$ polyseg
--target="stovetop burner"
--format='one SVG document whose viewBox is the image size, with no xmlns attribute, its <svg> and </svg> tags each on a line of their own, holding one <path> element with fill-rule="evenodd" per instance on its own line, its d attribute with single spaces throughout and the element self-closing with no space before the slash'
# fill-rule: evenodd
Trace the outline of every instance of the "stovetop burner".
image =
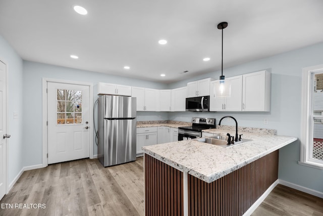
<svg viewBox="0 0 323 216">
<path fill-rule="evenodd" d="M 192 126 L 180 127 L 179 129 L 201 132 L 203 129 L 216 128 L 216 119 L 210 118 L 192 118 Z"/>
</svg>

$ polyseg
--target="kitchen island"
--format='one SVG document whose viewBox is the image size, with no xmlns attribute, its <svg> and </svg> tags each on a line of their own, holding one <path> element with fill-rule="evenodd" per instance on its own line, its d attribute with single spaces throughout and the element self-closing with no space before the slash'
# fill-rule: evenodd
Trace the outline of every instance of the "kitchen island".
<svg viewBox="0 0 323 216">
<path fill-rule="evenodd" d="M 243 214 L 278 180 L 278 150 L 297 138 L 243 138 L 252 141 L 227 148 L 194 140 L 143 147 L 146 215 Z"/>
</svg>

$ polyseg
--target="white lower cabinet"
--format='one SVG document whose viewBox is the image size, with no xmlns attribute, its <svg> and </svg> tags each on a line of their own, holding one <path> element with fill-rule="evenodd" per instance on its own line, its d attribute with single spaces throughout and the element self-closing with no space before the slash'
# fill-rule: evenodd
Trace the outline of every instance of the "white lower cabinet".
<svg viewBox="0 0 323 216">
<path fill-rule="evenodd" d="M 169 127 L 159 126 L 157 129 L 157 144 L 171 142 L 171 131 Z"/>
<path fill-rule="evenodd" d="M 171 128 L 171 140 L 170 142 L 178 141 L 178 128 Z"/>
<path fill-rule="evenodd" d="M 141 156 L 143 153 L 141 149 L 144 146 L 157 144 L 157 127 L 140 127 L 137 128 L 137 155 Z"/>
</svg>

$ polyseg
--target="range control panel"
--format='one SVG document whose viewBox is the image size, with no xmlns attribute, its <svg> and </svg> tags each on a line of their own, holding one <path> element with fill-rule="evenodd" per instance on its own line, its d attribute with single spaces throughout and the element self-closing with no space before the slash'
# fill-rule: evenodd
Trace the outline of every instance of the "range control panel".
<svg viewBox="0 0 323 216">
<path fill-rule="evenodd" d="M 216 125 L 216 119 L 212 118 L 192 118 L 192 122 L 199 124 Z"/>
</svg>

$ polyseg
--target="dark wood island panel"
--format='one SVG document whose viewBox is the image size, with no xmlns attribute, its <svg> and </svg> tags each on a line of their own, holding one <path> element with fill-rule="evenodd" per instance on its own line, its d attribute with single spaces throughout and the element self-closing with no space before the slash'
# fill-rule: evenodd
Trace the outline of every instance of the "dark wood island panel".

> [Instructions to follow] How many lines in the items above contain the string "panel"? Reply with the number alone.

> [Complete response] 4